Please output the records below word for word, beginning at the start of the records and stopping after the line that contains "pixel 362 124". Leave the pictures out of your answer.

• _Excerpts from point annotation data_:
[Start]

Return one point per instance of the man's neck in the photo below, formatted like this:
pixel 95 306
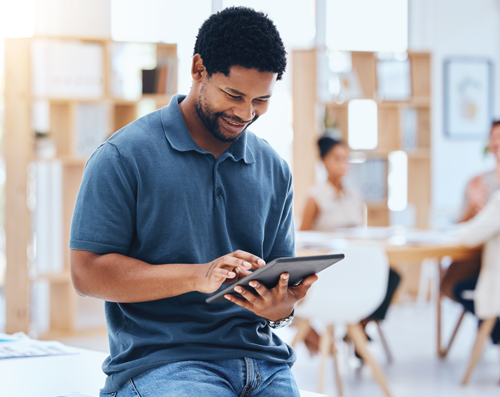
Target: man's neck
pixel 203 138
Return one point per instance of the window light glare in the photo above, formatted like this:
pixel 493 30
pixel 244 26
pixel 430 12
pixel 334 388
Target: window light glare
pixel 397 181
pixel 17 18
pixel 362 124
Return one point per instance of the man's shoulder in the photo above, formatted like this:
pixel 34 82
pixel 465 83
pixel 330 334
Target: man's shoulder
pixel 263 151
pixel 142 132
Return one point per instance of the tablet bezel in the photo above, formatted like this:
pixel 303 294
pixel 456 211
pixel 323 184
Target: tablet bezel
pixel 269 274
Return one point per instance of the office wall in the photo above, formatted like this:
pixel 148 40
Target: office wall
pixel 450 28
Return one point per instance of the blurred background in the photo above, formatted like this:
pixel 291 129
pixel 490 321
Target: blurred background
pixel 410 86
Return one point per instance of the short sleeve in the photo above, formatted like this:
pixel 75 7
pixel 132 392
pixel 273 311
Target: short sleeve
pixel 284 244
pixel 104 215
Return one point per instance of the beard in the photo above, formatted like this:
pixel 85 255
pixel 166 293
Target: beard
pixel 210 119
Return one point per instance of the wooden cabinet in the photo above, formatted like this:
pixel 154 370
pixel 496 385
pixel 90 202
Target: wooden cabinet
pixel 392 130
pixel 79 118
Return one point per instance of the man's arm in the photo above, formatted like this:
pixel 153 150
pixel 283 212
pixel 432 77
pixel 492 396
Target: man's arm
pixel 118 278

[End]

• _ANSWER TO THE TASK_:
Return one point per instance of the man's neck in the photo below, formatted like this:
pixel 95 306
Target: man's neck
pixel 203 138
Return one point per instance of the window light glare in the photo above, formatted like this:
pixel 493 30
pixel 244 26
pixel 430 12
pixel 334 388
Target: window light glare
pixel 397 181
pixel 17 18
pixel 362 124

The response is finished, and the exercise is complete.